A suction toy assembly and its method of operation. The suction toy assembly has a chassis. The chassis has a front end, a rear end, side surfaces and a base plate. A fan opening is formed through the base plate. A motorized fan is mounted to draw air through the fan opening from the surrounding area. This creates a low pressure condition under the base. A drive wheel is used to propel the assembly. A linkage element is coupled to the drive wheel. At least one extraneous element is provided that protrudes outwardly away from the chassis as a cantilever. The extraneous elements are articulated by movements of the linkage element when the drive wheel rotates, or the chassis moves. Appendages may be mounted on a flexible member to allow for the illusion of climbing.

Description

RELATED APPLICATIONS

This application is a continuation-in-part of U.S. Provisional Patent Application No. 61/213,716, entitled Wall Climbing Figure With Realistic Arm And Leg Action, filed Jul. 7, 2009.

BACKGROUND OF THE INVENTION

1. Field of the Invention

In general, the present invention relates to toy vehicles that produce suction to enable the vehicles to travel along vertical walls and move inverted along ceilings. More particularly, the present invention relates to mechanisms contained within such suction wall climbing toys that move the toy from one place to another.

[Entries from a point annotation set]
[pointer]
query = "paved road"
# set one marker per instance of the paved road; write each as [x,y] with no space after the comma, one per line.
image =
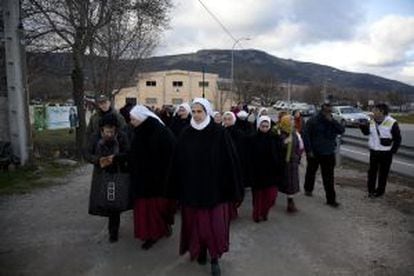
[399,164]
[407,133]
[49,232]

■ Actions to take ■
1/ In the suction toy patent text, what is formed through the base plate?
2/ Render this sentence from the suction toy patent text in Spanish: "A motorized fan is mounted to draw air through the fan opening from the surrounding area."
3/ Write the next part of the suction toy patent text, picking up after its final sentence.

■ Exercise responses ■
1/ A fan opening.

2/ Un ventilador motorizado está montado para aspirar aire a través de la abertura del ventilador desde el área circundante.

3/
2. Prior Art Description

In the toy industry, the size and cost of motors has decreased dramatically while the power of the motors have either increased or remained the same. The smaller motors are lighter and use less energy than earlier motors. Due to the decrease in weight and power requirements, toys can now be designed and manufactured that would have been impossible only a few decades ago.

One such toy design is the suction wall-climbing toy. Suction wall climbing toys contain a fan that is powered by a small lightweight motor. The fan draws air in from the bottom of the toy. This creates a low-pressure zone under the toy. The low-pressure zone is sufficient enough to hold the weight of the toy against a flat surface. Consequently, the toy can climb up walls and can even run inverted along a ceiling. Such prior art toy devices are exemplified by U.S. Pat. No. 5,014,803 to Urakami, entitled Device Capable Of Suction Adhering To A Wall Surface And Moving Therealong; U.S. Patent Publication No. 2006/0144624 to Clark, entitled Wall Racer Toy Vehicle; U.S. Pat. No. 4,971,591 to Raviv, entitled Vehicle With Vacuum Traction; and U.S. Pat. No. 5,194,032 to Garfinkel, entitled Mobile Toy With Zero-Gravity System.

The main problem associated with suction toys is that of weight. The suction created by the toy must be sufficient to counteract the weight of the toy. In this manner, the toy will not fall from of a ceiling or wall. However, the toy must contain a fan, wheels, drive motors, control circuits, and batteries. Furthermore, the toy must contain a housing strong enough to protect these elements from repeated falls from a high ceiling to a hard tile floor.

Consequently, when designing a suction toy, every effort is made to minimize the size and weight of the components. The result is a small fragile toy that contains no auxiliary or extraneous elements that would increase the mass of the toy. Consequently, prior art suction toys tend to have very spartan, lightweight bodies.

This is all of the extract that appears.